Persepsi masyarakat yang dimaksud dalam penelitian ini yakni pandangan masyarakat Desa Pakraman Tumbu terhadap keberadaan prasasti Tumbu di Pura Puseh lan Desa yang diperoleh melalui panca inderanya, selanjutnya akan mempengaruhi atau membentuk prilaku mereka terhadap baik atau tidaknya keberadaan prasasti tersebut di wilayahnya. Berdaarkan hasil wawancara dapat diketahui bahwa masyarakat setempat berpandangan bahwa prasasti Tumbu sebagai benda warisan dari leluhur mereka yang memiliki arti penting terdahulu, sehingga prilaku yang ditunjukkan oleh masyarakat untuk tetap mensakralkan dan menjaga warisan budaya tersebut, karena mereka

meyakini prasasti tersebut mampu memberikan keselamatan dan kesejahteraan terhadap desanya.

Keberadaan prasasti di desanya juga dianggap sebagai suatu kebanggaan dikarenakan nama Desa Tumbu termuat dalam prasasti dan tidak semua desa memiliki atau dianugrahi prasasti oleh raja terdahulu sehingga hal tersebut memberi gambaran bahwa raja begitu memperhatikan kesusahan Desa Tumbu pada masa lampau. Selain itu, mereka menganggap bahwa Desa Tumbu merupakan desa kuno yang telah ada sejak dahulu dan masih bertahan sampai sekarang.

Tokoh-tokoh masyarakat setempat juga mengungkapkan bahwa keberadaan prasasti di desanya memberikan dampak-dampak positif seperti (1) mereka dapat mengetahui keadaan desa maupun leluhur mereka terdahulu serta hubungan desa mereka dengan desa lain; (2) menambah wawasan mereka mengenai ilmu arkeologi, khususnya yang berkaitan dengan warisan budaya; (3) menumbuhkan rasa kekeluargaan dan menciptakan kedamaian dalam masyarakat; (4) adanya pelestarian oleh masyarakat terhadap warisan budaya.

Pandangan-pandangan positif masyarakat terhadap prasasti Tumbu dan dampak-dampak positif yang mereka rasakan nampaknya mempengaruhi sikap dan prilaku mereka sehingga memberikan pengaruh positif pula terhadap keberadaan prasasti Tumbu di desanya. Perlakuan-perlakuan positif yang dilakukan masyarakat setempat dengan tetap melestarikan dan mensakralkan prasasti mencerminkan sikap yang bertanggung jawab dan rasa memiliki yang tinggi sehingga dapat diketahui bahwa prasasti Tumbu memiliki kedudukan yang penting dan berharga di tengah-tengah masyarakat Desa Pakraman Tumbu.

## YANG PERLU DIKERJAKAN
Lanjutkan teks tentang pandangan masyarakat Desa Pakraman Tumbu terhadap prasasti Tumbu, mulai setelah kalimat terakhirnya.

(Cuplikan data)
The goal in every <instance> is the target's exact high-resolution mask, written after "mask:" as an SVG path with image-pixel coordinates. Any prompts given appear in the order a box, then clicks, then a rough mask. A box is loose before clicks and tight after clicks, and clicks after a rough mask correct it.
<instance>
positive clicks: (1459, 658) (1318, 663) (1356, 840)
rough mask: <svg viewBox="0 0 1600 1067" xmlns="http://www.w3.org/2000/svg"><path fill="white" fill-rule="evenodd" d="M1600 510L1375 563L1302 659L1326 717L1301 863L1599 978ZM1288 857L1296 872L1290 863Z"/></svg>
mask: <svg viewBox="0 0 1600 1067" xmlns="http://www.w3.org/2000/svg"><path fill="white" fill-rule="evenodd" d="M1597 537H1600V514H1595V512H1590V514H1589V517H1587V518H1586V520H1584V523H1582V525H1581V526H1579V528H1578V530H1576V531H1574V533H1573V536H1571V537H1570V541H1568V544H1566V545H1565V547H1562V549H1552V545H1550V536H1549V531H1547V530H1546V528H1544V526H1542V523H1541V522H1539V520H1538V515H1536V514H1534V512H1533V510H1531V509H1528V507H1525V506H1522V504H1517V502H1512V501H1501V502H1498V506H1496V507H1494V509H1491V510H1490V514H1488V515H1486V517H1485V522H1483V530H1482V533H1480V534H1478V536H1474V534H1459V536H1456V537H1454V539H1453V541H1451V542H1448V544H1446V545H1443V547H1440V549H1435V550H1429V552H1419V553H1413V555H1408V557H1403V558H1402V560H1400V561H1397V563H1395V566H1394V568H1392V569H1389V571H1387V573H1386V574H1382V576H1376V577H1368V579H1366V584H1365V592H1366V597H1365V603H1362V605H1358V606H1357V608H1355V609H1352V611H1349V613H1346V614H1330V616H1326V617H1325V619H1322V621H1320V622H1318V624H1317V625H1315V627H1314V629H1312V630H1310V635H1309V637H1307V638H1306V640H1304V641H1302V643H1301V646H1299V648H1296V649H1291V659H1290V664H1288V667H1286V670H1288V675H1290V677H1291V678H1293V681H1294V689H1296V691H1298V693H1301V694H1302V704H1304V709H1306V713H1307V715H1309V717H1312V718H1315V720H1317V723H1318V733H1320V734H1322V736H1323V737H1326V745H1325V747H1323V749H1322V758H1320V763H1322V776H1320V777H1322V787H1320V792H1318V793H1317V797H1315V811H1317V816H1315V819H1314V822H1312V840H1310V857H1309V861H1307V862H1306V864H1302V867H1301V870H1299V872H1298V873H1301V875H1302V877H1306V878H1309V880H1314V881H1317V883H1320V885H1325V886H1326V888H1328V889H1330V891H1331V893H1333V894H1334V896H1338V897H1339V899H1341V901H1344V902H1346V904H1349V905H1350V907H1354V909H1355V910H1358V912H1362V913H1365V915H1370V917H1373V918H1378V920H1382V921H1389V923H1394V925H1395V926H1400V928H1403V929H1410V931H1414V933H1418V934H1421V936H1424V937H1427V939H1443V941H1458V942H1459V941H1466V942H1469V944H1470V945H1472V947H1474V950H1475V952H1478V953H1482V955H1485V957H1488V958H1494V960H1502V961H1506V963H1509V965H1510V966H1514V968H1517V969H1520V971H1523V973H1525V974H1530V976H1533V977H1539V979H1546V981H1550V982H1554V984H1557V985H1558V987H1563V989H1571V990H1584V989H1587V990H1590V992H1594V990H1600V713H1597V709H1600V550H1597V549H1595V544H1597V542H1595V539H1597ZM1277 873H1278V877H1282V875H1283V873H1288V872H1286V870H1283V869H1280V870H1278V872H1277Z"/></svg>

## JAWABAN LATIHAN INI
  • 6.    Simpulan

Prasasti Tumbu merupakan warisan budaya yang berasal dari masa Bali Kuno dengan tahun Śaka 1247 (1325 Masehi) yang dikeluarkan oleh seorang raja yakni Paduka Sri Maharaja Sri Bhatara Mahaguru Dharmmotungga Warmadewa. Prasasti ini menggunakan aksara dan bahasa Jawa Kuno.

Isi prasasti mencakup aspek politik, aspek ekonomi, dan aspek agama yang ada pada masa itu. Aspek politik yang meliputi birokrasi tingkat pusat dimana kekuasaan tertinggi dipegang oleh seorang raja. Aspek ekonomi yakni masyarakat telah mengenal

satuan mata uang dan membudidayakan binatang ternak serta adanya iuran/pajak upacara terhadap bangunan suci di Tenganan. Sementara, aspek agama yakni adanya agama Siwa dan Budha yang berkembang pada masa itu serta adanya bangunan suci di Tenganan untuk pemujaan terhadap Bhatara Bañuka. Persepsi masyarakat Desa Pakraman Tumbu terhadap keberadaan prasasti di desanya yakni prasasti Tumbu dianggap sebagai benda warisan dari leluhur mereka terdahulu yang diyakini dapat memberikan keselamatan dan kesejahteraan terhadap desanya serta sebagai suatu kebanggaan bagi desa mereka memiliki sebuah prasasti sehingga tetap dilestarikan dan disakralkan.

  • 7.    Daftar Pustaka

Bakker, S. J. W. M. 1972. Ilmu Prasasti Indonesia. Yogyakarta: Jurusan Sejarah Budaya IKIP Sanata Dharma.

Koentjaraningrat. 1990. Pengantar Antropologi. Jakarta: Aksara Baru.

Mardiwarsito, L dan Harimurti Kridalaksana. 1984. Struktur Bahasa Jawa Kuna. Flores: Nusa Indah.

Moleong, Lexy J. 2007. Metodologi Penelitian Kualitatif. Bandung: PT. Remaja Rosdakarya Offset.

Robbins, Stephen P. 2001. Prilaku Organisasi II: Konsep, Kontroversi, Aplikasi. Edisi Bahasa Indonesia. Jakarta: Prehalindo.

Suarbhawa, I Gst Md. 2000. “Teknik Analisis Prasasti”. Forum Arkeologi No. II November. Balai Arkeologi Denpasar. Hal: 135-147.